Your instructions:
Reproduce every one of the records below word for word, leaving out the pictures.

Stored records:
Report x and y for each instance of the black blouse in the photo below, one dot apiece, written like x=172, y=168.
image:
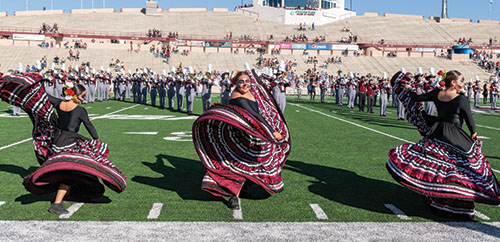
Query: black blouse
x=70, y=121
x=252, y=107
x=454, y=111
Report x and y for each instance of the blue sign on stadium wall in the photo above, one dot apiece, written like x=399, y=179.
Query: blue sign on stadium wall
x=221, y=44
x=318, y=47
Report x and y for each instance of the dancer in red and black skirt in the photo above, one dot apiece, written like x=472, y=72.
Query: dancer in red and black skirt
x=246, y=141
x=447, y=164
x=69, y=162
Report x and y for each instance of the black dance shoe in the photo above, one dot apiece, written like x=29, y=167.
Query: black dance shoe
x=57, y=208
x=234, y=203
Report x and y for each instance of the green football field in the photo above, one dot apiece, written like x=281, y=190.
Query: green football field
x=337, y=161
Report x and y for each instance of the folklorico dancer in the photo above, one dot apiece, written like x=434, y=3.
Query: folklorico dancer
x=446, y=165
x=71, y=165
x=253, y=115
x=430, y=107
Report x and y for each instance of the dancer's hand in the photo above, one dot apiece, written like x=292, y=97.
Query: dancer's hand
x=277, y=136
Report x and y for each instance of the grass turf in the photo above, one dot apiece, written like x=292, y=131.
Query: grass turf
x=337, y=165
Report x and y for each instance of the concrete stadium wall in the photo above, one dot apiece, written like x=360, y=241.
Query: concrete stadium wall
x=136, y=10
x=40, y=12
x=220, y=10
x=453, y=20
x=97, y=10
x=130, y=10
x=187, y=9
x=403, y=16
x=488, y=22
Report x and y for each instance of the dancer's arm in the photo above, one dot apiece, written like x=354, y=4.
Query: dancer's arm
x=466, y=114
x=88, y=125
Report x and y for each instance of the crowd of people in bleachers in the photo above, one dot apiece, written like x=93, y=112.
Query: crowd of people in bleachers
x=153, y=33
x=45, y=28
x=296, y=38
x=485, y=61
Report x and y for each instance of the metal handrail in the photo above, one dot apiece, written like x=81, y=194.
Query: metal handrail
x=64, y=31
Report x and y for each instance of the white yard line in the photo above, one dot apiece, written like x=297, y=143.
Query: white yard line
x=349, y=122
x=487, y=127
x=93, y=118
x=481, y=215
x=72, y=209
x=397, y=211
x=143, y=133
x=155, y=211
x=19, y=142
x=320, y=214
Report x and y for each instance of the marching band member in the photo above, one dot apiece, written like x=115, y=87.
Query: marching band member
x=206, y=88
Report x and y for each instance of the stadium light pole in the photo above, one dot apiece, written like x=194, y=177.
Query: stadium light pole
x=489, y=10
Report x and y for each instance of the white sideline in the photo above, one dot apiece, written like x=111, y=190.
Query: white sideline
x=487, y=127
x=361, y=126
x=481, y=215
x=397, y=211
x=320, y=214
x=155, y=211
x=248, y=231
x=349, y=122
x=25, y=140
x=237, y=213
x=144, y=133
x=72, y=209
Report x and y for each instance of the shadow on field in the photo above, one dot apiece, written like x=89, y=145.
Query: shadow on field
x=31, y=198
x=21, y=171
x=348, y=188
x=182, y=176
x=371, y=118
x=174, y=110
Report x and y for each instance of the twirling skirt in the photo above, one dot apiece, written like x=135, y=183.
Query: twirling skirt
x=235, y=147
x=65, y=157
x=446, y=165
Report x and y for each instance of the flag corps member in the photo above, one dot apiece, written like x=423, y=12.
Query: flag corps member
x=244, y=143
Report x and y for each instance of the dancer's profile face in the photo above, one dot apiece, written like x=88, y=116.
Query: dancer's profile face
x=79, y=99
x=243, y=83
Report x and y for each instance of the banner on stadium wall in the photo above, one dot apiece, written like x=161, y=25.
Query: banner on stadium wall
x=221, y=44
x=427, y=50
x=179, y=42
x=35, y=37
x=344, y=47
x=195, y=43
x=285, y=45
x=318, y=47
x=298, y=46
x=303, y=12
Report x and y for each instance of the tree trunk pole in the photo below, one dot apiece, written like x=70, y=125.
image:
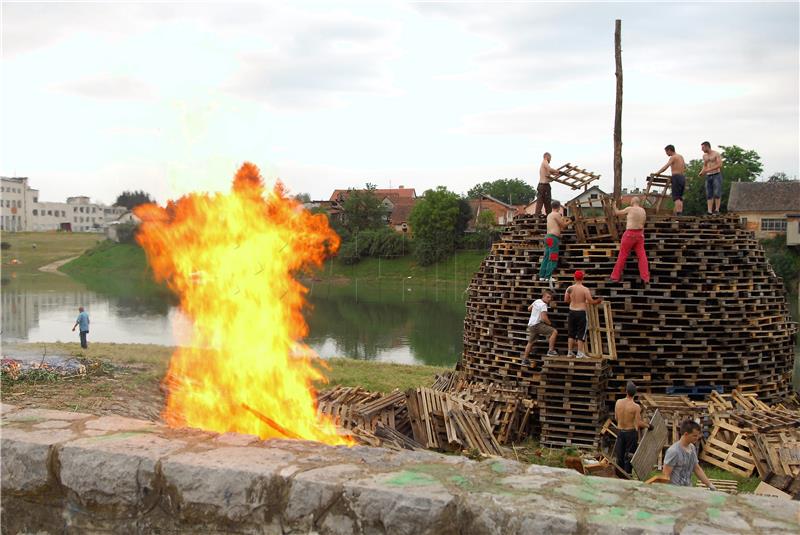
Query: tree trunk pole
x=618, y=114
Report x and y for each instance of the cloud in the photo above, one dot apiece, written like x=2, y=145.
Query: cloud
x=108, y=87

Result for this exercise:
Report x and y for each instance of the black blouse in the photo below, one dot apiece, written like x=172, y=168.
image:
Query: black blouse
x=70, y=121
x=252, y=107
x=454, y=111
Report x and y for each instance of the blue sign on stadium wall in the photo above, one dot apiece, written like x=399, y=179.
Query: blue sign on stadium wall
x=221, y=44
x=318, y=47
Report x and y for each instance of the dancer in red and black skirt in the photo above, one dot apiece, written like x=472, y=72.
Query: dancer in red and black skirt
x=246, y=141
x=447, y=164
x=69, y=162
Report x and y for each instance of the black dance shoe in the photo above, one dot apiece, written like x=29, y=167.
Query: black dance shoe
x=57, y=208
x=234, y=203
Report x and y for each instance of the green football field in the photo above, one dot apiece, written like x=281, y=190.
Query: green football field
x=337, y=161
Report x and y for each instance of the folklorico dancer in the photo above, one dot apiece, written like x=434, y=3.
Query: folklorico dancer
x=446, y=165
x=71, y=165
x=253, y=115
x=430, y=107
Report x and y for each instance of the dancer's hand in the photo above, one dot apiece, written like x=292, y=97.
Query: dancer's hand
x=277, y=136
Report x and y for each instance of the grass turf in the photo above, one dot apiece, written like x=292, y=131.
Query: grass turf
x=337, y=165
Report x and y for each instance of the concrete stadium wall in the photo above, one dot apiece, written like x=360, y=241.
Query: concrete stadium wall
x=136, y=10
x=40, y=12
x=220, y=10
x=453, y=20
x=97, y=10
x=130, y=10
x=187, y=9
x=403, y=16
x=488, y=22
Report x and y for each instance of the dancer's arm in the photo above, one dot apiece, written like x=354, y=4.
Query: dancer's arm
x=466, y=114
x=88, y=125
Report x and y for each instance of the crowd of people in bleachers in the photo above, one dot apiece, written like x=93, y=112.
Query: crowd of people in bleachers
x=153, y=33
x=45, y=28
x=296, y=38
x=485, y=61
Report x and y for each instance of the metal handrail in the photo above, one dot apiece, written like x=81, y=194.
Query: metal handrail
x=64, y=31
Report x and y for each instance of the white yard line in the photo above, one dot apiece, written like x=297, y=143.
Query: white yard line
x=349, y=122
x=487, y=127
x=93, y=118
x=481, y=215
x=72, y=209
x=397, y=211
x=143, y=133
x=155, y=211
x=19, y=142
x=320, y=214
Report x and y for each instance of the marching band member in the photo above, one dot apiece, written like x=115, y=87.
Query: marching band member
x=206, y=88
Report x and y for each instance of the stadium light pole in the photo above, one dot apiece, written like x=194, y=177.
Query: stadium light pole
x=489, y=10
Report x and y for each instance of the white sideline in the photo above, one dot apiece, written like x=111, y=190.
Query: white sideline
x=487, y=127
x=361, y=126
x=481, y=215
x=397, y=211
x=320, y=214
x=155, y=211
x=248, y=231
x=349, y=122
x=25, y=140
x=237, y=213
x=144, y=133
x=72, y=209
Report x and y for each instance of the shadow on field in the photo above, one dot apiece, written like x=89, y=145.
Query: shadow on field
x=31, y=198
x=21, y=171
x=348, y=188
x=182, y=176
x=371, y=118
x=174, y=110
Report x and y for each instance of the twirling skirt in the photo above, one dot apiece, written like x=135, y=183.
Query: twirling skirt
x=235, y=147
x=65, y=157
x=446, y=165
Report x and y for each instance of the flag corps member in the photo above, one dot apiece, written like x=423, y=12.
Query: flag corps member
x=244, y=143
Report x and y for each instance of the dancer's profile face in the photo above, one dot apiece, written like x=88, y=116.
Query: dancer's profile face
x=79, y=99
x=243, y=83
Report x and y for each instance of the banner on stadium wall in the photo above, one dot apiece, written like x=161, y=25.
Query: banner on stadium wall
x=221, y=44
x=427, y=50
x=179, y=42
x=35, y=37
x=344, y=47
x=195, y=43
x=285, y=45
x=318, y=47
x=298, y=46
x=303, y=12
Report x and y for each instance of the tree trunk pole in the photo below, one dot apiece, written like x=70, y=125.
image:
Query: tree trunk pole
x=618, y=114
Report x and y for each instance of the cloud in the photo above, one dot apiece, written like x=2, y=145.
Query: cloud
x=108, y=87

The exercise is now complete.